| ТЕКСТ ДЛЯ ЧТЕНИЯ |
Активная кремлевская историческая политика (подменяющая отсутствие действительной политической жизни) основана на идее борьбы за наследие, которое постоянно атакуется внешними конкурентами и внутренними врагами. Это искусственно создаваемая версия национальной истории как мифологического времени, в котором все повторяется, а действия людей лишены самостоятельности. Существует лишь история предков — правителей и их поданных. Это воспроизводимая в каждом их подвиге или преступлении Россия, которая требует только верности самой себе. Такого рода верность способна оправдать любой поступок и не оставляет места для выбора.

В этой схеме 1917 год не содержит ничего принципиально нового и сводится к уже известному паттерну: как и сегодня, в прошлом мы так же обнаруживаем козни соседних стран, нравственные силы внутреннего сопротивления, подвергаемое опасности тысячелетнее государство. Из этого сочетания может и должен быть извлечен подлинный духовный «смысл» революционной коллизии, недоступный самим участникам событий, но ретроспективно известный каждому нынешнему российскому чиновнику: революция — часть нашей истории, которая не должна никогда повториться. Такова практическая истина, которую правительство рекомендует усвоить в 2017 году. Именно в этом заключается «объективная оценка» Русской революции, к которой призывал в своем ежегодном обращении к российскому парламенту Владимир Путин в декабре 2016 года[4].

На первом же заседании утвержденного президентом комитета, отвечающего за отмечание столетия революции, бывший спикер парламента и член руководства правящей партии «Единая Россия» Сергей Нарышкин недвусмысленно обозначил эту антиреволюционную миссию современной России:

«В целом ряде стран в последние годы осуществляется импорт т.н. революционных технологий и цветных революций, которые всегда приносят вслед за собой кровь, смерть граждан, разрушения и бедствия для тех стран, которые стали жертвами подобных экспериментов. Но в генетической памяти российской нации живо представление о цене Революции и ценности стабильности»[5].

Сам состав комитета, в который наравне с академическими функционерами вошли публичные фигуры как «либерального» (например, журналисты Николай Сванидзе и Алексей Венедиктов), так и «патриотического» лагеря (такие, как режиссер Никита Михалков и писатель Сергей Шаргунов), был призван зафиксировать его как место общественного «примирения» вокруг уже навсегда лишившегося своего политического значения события революции. Эта позиция была ясно сформулирована Шаргуновым (который так же является депутатом российского парламента от КПРФ):

«Давайте видеть историю нашего отечества страшной, кровавой, трагической, но великой. Давайте видеть, что наше государство есть и оно будет развиваться дальше. И с этой верой в Россию мы должны встречать эту важную дату»[6].

| ИСХОДНЫЕ МАТЕРИАЛЫ |
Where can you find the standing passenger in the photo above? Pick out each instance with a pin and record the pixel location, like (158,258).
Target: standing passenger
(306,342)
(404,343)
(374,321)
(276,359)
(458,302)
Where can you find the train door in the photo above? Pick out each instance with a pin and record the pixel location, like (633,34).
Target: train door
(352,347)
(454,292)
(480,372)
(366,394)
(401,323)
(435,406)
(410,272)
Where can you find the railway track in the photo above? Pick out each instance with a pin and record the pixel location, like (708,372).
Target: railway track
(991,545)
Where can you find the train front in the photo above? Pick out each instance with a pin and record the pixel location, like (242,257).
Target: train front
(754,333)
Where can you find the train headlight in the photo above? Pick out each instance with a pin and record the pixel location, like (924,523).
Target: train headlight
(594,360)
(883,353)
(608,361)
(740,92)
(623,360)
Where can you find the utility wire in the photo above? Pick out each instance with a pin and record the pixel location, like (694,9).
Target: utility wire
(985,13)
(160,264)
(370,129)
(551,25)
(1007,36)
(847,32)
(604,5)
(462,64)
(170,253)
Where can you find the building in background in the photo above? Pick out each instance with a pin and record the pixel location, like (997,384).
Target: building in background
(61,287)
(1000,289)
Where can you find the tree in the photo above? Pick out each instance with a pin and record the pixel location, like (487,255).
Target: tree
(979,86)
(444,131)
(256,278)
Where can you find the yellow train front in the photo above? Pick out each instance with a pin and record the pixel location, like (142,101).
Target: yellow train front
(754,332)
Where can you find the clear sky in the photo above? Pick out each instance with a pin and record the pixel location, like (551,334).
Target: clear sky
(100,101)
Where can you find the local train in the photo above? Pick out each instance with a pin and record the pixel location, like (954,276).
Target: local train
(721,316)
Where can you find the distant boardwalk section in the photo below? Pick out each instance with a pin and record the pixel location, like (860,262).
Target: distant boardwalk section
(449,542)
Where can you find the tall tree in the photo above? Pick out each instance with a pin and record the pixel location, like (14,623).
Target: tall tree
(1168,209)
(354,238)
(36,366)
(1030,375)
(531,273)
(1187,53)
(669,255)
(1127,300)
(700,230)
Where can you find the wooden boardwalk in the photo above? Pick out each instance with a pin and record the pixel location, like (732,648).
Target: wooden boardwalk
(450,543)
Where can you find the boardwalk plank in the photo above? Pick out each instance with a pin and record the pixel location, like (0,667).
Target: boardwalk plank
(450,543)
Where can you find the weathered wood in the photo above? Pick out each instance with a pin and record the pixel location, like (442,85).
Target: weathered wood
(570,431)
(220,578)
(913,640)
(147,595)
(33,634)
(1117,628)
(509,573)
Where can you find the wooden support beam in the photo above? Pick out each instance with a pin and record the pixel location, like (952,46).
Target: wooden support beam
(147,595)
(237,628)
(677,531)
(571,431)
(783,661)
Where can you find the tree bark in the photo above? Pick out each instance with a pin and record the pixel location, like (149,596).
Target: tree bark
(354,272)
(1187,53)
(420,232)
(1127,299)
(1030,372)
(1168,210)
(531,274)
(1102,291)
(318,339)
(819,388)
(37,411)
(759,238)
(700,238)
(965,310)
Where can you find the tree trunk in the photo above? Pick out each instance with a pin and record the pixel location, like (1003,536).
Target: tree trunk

| ЗАДАНИЕ |
Перепишите отрывок текста о кремлевской исторической политике начиная со слов «Активная кремлевская историческая» и заканчивая словами «места для выбора.» включительно. Слово «наследие» замените на «достояние». Опирайтесь только на текст.

| ОТВЕТ |
Активная кремлевская историческая политика (подменяющая отсутствие действительной политической жизни) основана на идее борьбы за достояние, которое постоянно атакуется внешними конкурентами и внутренними врагами. Это искусственно создаваемая версия национальной истории как мифологического времени, в котором все повторяется, а действия людей лишены самостоятельности. Существует лишь история предков — правителей и их поданных. Это воспроизводимая в каждом их подвиге или преступлении Россия, которая требует только верности самой себе. Такого рода верность способна оправдать любой поступок и не оставляет места для выбора.